** TEXT PASSAGE **
........

How Much Does a Financial Advisor Cost at $1M–$5M?
Financial advisor fees are not standardized — the same $2M portfolio can cost $4,000/year or $20,000/year depending on the fee model. Here's what each structure actually costs in real dollars, and an interactive calculator showing the 20-year compounding impact.
The three fee structures
Investors at $1M–$5M encounter three fee structures. Each has a different cost curve and a different break-even point as your portfolio grows.
| Fee model | Typical range | At $1M | At $3M | Best for |
|---|---|---|---|---|
| AUM percentage | 0.30% – 1.25% | $3,000 – $12,500 | $9,000 – $37,500 | Ongoing portfolio management + planning |
| Flat / retainer fee | $6,000 – $25,000/yr | $6,000 – $25,000 | $6,000 – $25,000 | Planning focus; cost doesn't scale with portfolio |
| Hourly / project | $250 – $450/hr | $3,000 – $10,000 (one financial plan) |
Same | Specific questions; second-opinion review |
Sources: Kitces.com RIA fee benchmarks (survey data, 2024–2026); NAPFA fee structures; Vanguard.com (0.30% confirmed 2026); Fidelity.com (~0.50% confirmed 2026).

........

** MATERIAL SUPPLIED **
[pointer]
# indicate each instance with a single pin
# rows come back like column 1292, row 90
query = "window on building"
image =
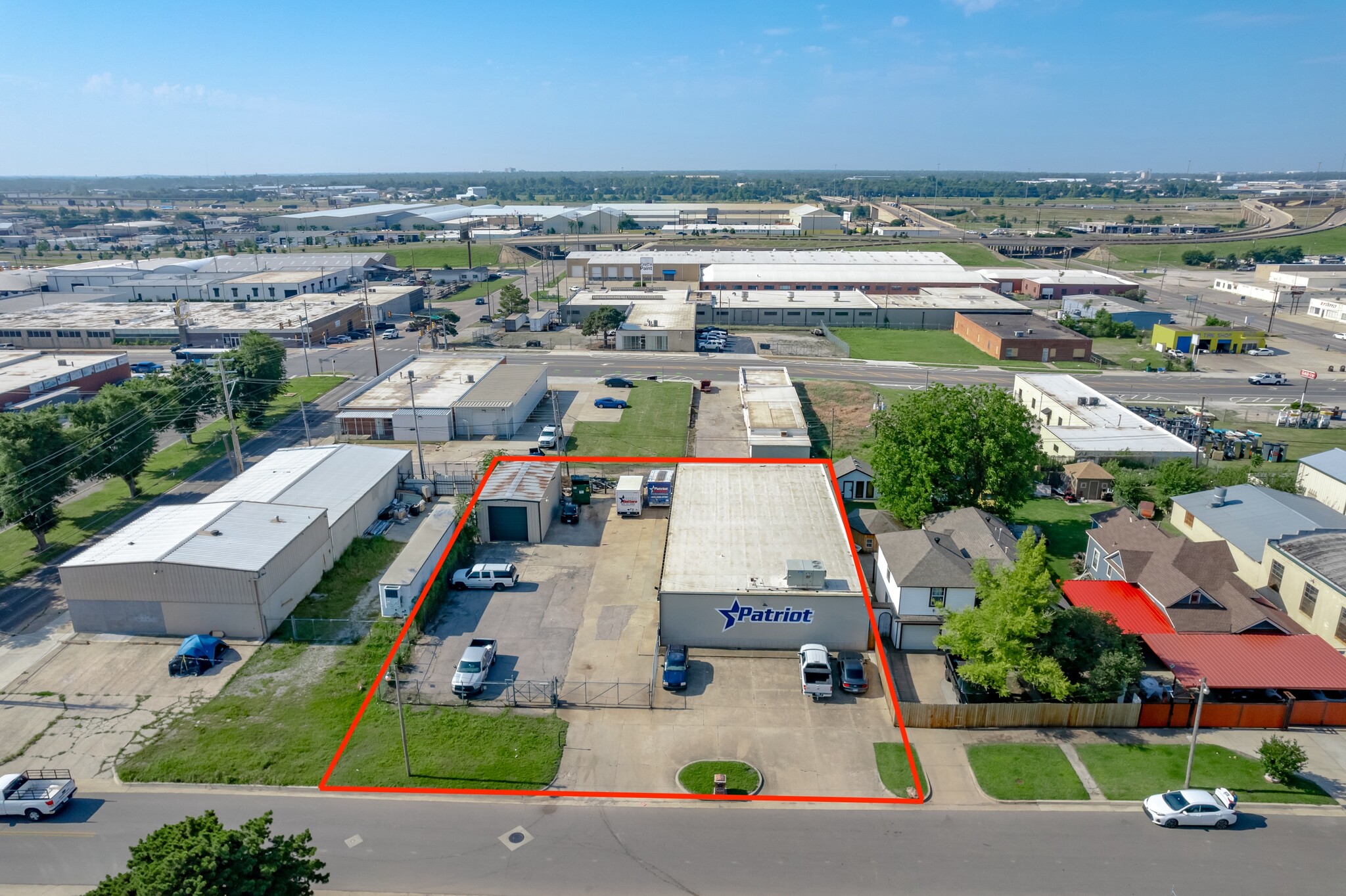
column 1309, row 599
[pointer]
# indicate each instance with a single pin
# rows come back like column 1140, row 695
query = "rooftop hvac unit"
column 809, row 575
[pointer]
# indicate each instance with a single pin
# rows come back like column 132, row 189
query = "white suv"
column 498, row 576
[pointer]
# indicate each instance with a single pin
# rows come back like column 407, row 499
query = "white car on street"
column 1193, row 807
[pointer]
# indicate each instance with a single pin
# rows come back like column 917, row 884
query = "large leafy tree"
column 202, row 857
column 512, row 299
column 999, row 637
column 259, row 367
column 118, row 430
column 954, row 447
column 195, row 392
column 37, row 463
column 601, row 321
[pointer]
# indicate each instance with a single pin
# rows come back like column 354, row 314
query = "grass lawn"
column 1170, row 255
column 699, row 778
column 1065, row 526
column 438, row 255
column 655, row 426
column 110, row 501
column 1135, row 771
column 1025, row 771
column 895, row 771
column 335, row 594
column 1130, row 354
column 968, row 255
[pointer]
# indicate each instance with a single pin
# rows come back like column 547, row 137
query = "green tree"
column 1178, row 477
column 259, row 367
column 950, row 447
column 601, row 321
column 195, row 393
column 512, row 299
column 118, row 430
column 999, row 637
column 37, row 463
column 201, row 857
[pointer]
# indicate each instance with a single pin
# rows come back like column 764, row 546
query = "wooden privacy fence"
column 1021, row 715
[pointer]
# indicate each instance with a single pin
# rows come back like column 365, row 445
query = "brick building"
column 1022, row 340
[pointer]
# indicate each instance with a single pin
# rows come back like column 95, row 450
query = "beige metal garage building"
column 232, row 567
column 519, row 501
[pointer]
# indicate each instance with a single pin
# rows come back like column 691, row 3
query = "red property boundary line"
column 779, row 798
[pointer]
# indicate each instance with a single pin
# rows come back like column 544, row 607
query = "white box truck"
column 402, row 584
column 629, row 493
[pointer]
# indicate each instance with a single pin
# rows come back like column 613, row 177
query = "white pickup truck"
column 816, row 671
column 35, row 793
column 470, row 676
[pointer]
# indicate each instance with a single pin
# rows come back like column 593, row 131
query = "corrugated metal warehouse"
column 353, row 483
column 727, row 585
column 186, row 570
column 519, row 501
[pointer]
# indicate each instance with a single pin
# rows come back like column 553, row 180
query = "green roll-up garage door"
column 508, row 524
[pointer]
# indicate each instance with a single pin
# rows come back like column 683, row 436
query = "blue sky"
column 1042, row 85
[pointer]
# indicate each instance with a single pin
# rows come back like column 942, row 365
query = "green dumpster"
column 579, row 490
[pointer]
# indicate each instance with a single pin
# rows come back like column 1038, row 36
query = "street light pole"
column 1201, row 697
column 421, row 458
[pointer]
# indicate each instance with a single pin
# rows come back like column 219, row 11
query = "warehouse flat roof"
column 24, row 369
column 439, row 384
column 329, row 477
column 842, row 273
column 768, row 256
column 520, row 481
column 1108, row 426
column 734, row 526
column 222, row 535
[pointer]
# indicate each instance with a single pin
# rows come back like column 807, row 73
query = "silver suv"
column 498, row 576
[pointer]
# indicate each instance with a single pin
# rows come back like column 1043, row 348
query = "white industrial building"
column 726, row 585
column 457, row 397
column 352, row 483
column 773, row 413
column 1077, row 423
column 519, row 501
column 241, row 558
column 187, row 570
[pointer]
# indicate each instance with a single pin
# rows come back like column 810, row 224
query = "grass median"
column 653, row 426
column 167, row 468
column 1135, row 771
column 1025, row 771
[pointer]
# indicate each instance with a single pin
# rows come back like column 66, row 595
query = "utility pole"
column 402, row 720
column 236, row 460
column 421, row 458
column 1201, row 696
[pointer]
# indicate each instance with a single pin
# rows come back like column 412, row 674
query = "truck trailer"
column 629, row 493
column 402, row 585
column 659, row 489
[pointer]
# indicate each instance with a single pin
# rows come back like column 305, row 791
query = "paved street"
column 422, row 845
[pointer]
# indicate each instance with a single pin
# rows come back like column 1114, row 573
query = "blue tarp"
column 202, row 646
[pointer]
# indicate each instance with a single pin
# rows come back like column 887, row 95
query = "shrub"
column 1282, row 759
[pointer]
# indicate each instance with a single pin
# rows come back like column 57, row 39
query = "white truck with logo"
column 816, row 671
column 629, row 494
column 470, row 676
column 35, row 793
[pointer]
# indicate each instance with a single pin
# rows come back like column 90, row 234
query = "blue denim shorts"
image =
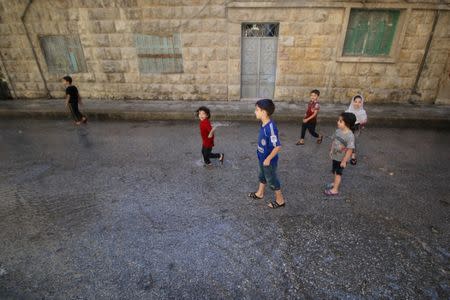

........

** SET OF TASKS **
a: Please return the financial advisor fee text in full, unchanged.
b: Update the records from their first line through the line containing "column 809, row 575", replacing "indicate" with "mark" and leaving everything else as it is. Give only those lines, and omit the pictures.

** ANSWERS TO THE TASKS **
a:
How Much Does a Financial Advisor Cost at $1M–$5M?
Financial advisor fees are not standardized — the same $2M portfolio can cost $4,000/year or $20,000/year depending on the fee model. Here's what each structure actually costs in real dollars, and an interactive calculator showing the 20-year compounding impact.
The three fee structures
Investors at $1M–$5M encounter three fee structures. Each has a different cost curve and a different break-even point as your portfolio grows.
| Fee model | Typical range | At $1M | At $3M | Best for |
|---|---|---|---|---|
| AUM percentage | 0.30% – 1.25% | $3,000 – $12,500 | $9,000 – $37,500 | Ongoing portfolio management + planning |
| Flat / retainer fee | $6,000 – $25,000/yr | $6,000 – $25,000 | $6,000 – $25,000 | Planning focus; cost doesn't scale with portfolio |
| Hourly / project | $250 – $450/hr | $3,000 – $10,000 (one financial plan) |
Same | Specific questions; second-opinion review |
Sources: Kitces.com RIA fee benchmarks (survey data, 2024–2026); NAPFA fee structures; Vanguard.com (0.30% confirmed 2026); Fidelity.com (~0.50% confirmed 2026).

b:
[pointer]
# mark each instance with a single pin
# rows come back like column 1292, row 90
query = "window on building"
image =
column 1309, row 599
[pointer]
# mark each instance with a single pin
# rows come back like column 1140, row 695
query = "rooftop hvac unit"
column 809, row 575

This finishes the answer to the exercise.